• _Prompt_:
Present each line of the rows below as a Markdown table with the columns "No." and "Line," skipping blank lines and leaving the pictures out.
::::::::::
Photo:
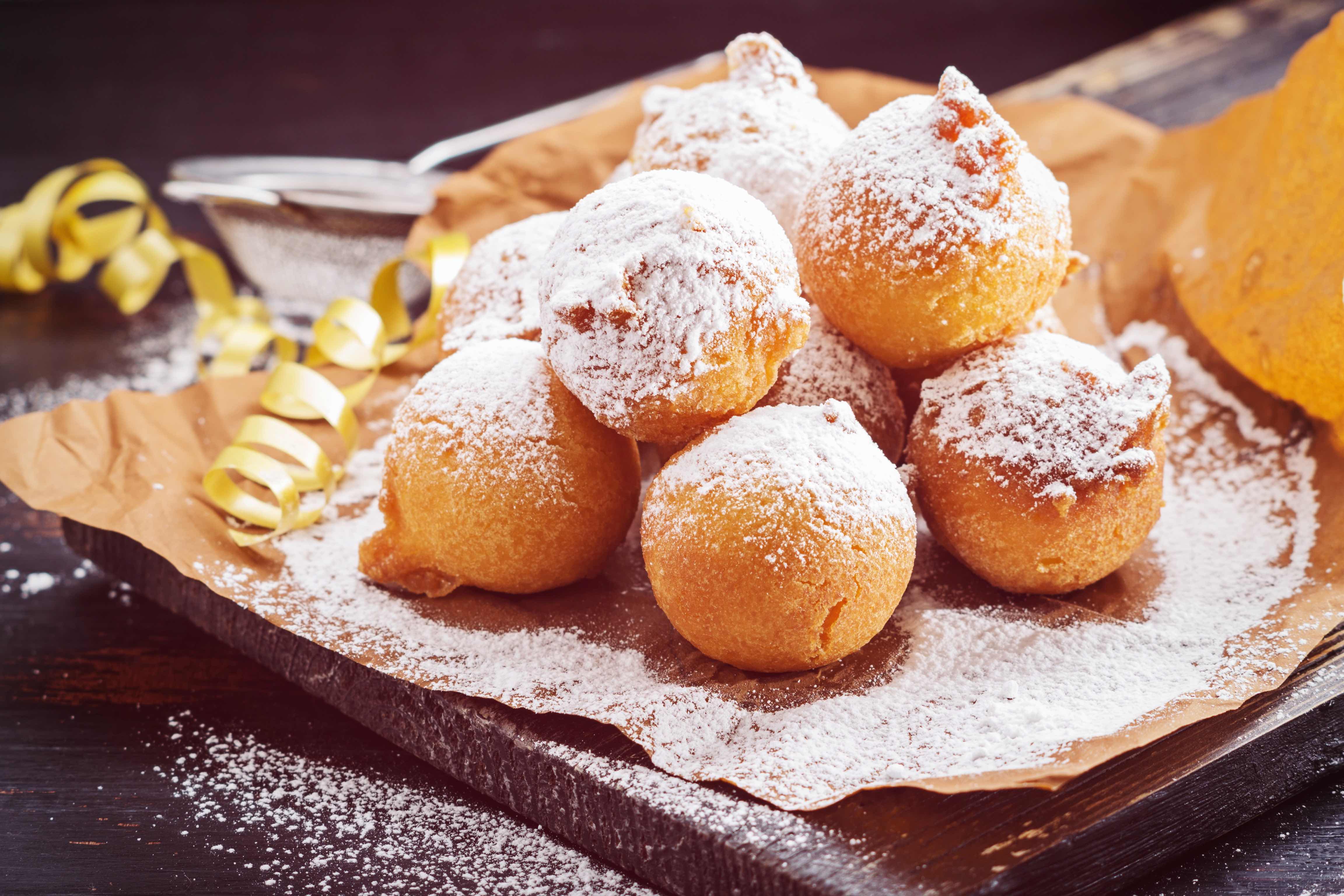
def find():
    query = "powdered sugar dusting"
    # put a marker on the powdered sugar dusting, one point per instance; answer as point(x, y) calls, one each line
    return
point(1051, 409)
point(980, 690)
point(484, 396)
point(763, 130)
point(818, 455)
point(335, 831)
point(647, 273)
point(831, 367)
point(495, 293)
point(929, 178)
::::::::::
• _Final result_:
| No. | Line |
|---|---|
| 1 | Photo: |
| 2 | def find(): |
| 3 |     query = "powdered sugar dusting" |
| 4 |     # put a marker on the powdered sugar dusting, one point per instance; answer as point(x, y) calls, one each line |
| 5 |     return |
| 6 | point(1051, 409) |
| 7 | point(980, 690) |
| 8 | point(484, 396) |
| 9 | point(763, 130) |
| 10 | point(818, 455) |
| 11 | point(335, 831) |
| 12 | point(647, 273) |
| 13 | point(831, 367) |
| 14 | point(495, 293) |
| 15 | point(929, 178) |